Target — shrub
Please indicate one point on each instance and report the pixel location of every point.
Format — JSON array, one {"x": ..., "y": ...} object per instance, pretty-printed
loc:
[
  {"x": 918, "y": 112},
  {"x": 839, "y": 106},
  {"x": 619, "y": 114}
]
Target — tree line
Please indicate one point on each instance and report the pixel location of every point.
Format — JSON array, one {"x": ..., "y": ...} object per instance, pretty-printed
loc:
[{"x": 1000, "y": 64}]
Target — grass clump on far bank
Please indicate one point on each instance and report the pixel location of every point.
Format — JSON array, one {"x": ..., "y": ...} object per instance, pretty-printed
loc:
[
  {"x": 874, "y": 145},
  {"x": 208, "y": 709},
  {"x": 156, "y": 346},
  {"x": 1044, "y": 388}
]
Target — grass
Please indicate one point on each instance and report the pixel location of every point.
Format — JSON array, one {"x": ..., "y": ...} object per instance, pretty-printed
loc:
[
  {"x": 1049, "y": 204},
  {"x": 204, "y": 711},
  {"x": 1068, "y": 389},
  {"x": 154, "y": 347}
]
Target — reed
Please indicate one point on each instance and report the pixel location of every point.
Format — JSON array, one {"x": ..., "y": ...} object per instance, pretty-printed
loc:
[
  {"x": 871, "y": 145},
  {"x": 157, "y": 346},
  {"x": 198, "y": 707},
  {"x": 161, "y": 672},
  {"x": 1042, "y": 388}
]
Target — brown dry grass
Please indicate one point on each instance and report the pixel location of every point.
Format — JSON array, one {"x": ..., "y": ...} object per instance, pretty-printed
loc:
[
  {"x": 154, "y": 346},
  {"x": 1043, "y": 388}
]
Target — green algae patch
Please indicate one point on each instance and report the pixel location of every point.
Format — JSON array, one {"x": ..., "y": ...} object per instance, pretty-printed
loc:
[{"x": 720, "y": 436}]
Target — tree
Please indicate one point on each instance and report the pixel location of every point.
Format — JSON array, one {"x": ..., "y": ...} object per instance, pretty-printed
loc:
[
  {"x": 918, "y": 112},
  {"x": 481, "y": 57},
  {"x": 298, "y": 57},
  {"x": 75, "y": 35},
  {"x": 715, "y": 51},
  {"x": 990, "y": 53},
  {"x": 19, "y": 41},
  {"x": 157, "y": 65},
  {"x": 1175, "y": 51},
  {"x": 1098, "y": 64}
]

★ ★ ★ ★ ★

*Given instruction:* Can you set down, unchanged, every line from the one containing "Target — green algae patch" through the end of the items above, both ends included?

*Result of this task:*
Target — green algae patch
Please indicate one point on each instance and report the pixel location of every point.
Format — JSON array, one {"x": ..., "y": ...} object per instance, pretty-printed
loc:
[{"x": 720, "y": 436}]
Target — tree
Please indicate one point on each instance and report the pixel location of every point.
Format — JSON array, one {"x": ..., "y": ...} object per instance, pretty-printed
loc:
[
  {"x": 918, "y": 112},
  {"x": 481, "y": 57},
  {"x": 298, "y": 57},
  {"x": 75, "y": 35},
  {"x": 715, "y": 51},
  {"x": 990, "y": 53},
  {"x": 19, "y": 41},
  {"x": 157, "y": 65},
  {"x": 1175, "y": 51},
  {"x": 1098, "y": 64}
]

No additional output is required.